— Data to process —
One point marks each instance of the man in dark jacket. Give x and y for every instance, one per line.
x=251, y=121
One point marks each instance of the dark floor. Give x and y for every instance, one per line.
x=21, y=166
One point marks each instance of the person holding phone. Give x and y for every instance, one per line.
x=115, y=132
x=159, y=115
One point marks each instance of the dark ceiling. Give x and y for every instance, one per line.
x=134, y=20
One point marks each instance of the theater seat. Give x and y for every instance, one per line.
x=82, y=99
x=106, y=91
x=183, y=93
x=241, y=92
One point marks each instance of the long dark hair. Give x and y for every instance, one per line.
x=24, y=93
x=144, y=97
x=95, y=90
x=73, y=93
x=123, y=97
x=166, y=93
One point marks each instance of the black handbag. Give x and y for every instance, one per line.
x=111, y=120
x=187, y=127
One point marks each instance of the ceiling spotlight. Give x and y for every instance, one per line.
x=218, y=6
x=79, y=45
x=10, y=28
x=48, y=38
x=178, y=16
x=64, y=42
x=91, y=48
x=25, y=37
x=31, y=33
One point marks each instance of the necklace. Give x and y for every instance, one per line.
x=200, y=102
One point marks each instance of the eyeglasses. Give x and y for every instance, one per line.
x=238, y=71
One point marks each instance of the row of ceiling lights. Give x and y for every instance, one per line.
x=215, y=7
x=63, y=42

==

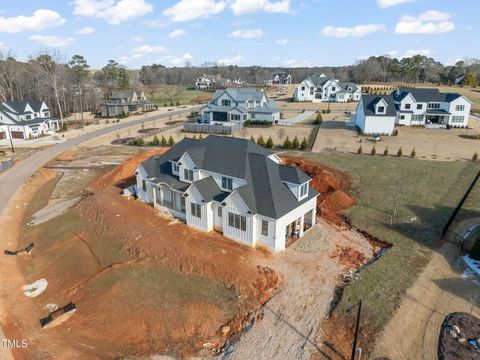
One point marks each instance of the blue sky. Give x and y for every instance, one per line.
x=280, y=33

--

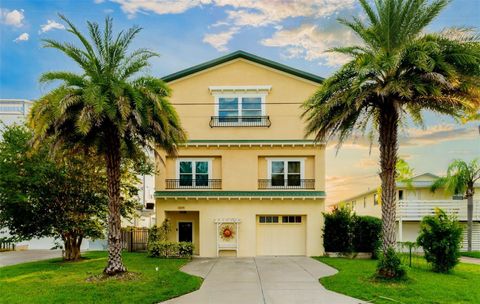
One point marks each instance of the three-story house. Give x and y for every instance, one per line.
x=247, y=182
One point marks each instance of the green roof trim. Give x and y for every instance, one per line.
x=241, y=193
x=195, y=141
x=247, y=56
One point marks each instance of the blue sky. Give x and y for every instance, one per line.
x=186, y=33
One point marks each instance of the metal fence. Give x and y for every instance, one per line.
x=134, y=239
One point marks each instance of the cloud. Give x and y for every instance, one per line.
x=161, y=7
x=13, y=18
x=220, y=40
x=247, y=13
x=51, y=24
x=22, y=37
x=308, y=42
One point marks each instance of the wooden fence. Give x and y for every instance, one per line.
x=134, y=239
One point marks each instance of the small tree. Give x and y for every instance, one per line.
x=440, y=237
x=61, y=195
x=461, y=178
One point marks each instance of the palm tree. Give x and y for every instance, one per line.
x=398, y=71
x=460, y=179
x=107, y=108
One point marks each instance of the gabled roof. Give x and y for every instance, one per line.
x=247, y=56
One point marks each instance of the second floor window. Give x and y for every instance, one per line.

— What you should do —
Reproduce word for word the part of the records above that opens with the line containing "One point marks each instance of the three-story" and closes with the line containing "x=308, y=42", including both of those lines.

— Response below —
One point marks each instance of the three-story house. Give x and y for every instance, one per line.
x=247, y=182
One point marks each instance of the green roof trim. Give x and y for every instance, one per line.
x=241, y=193
x=195, y=141
x=247, y=56
One point marks each instance of the blue sky. Give x and y for every instance, one per line.
x=186, y=33
One point marks each instance of the metal fence. Give x and y for every instance, one per line.
x=134, y=239
One point marks each instance of the cloud. Give x and y for every instance, one per line.
x=161, y=7
x=13, y=18
x=220, y=40
x=247, y=13
x=51, y=24
x=22, y=37
x=308, y=42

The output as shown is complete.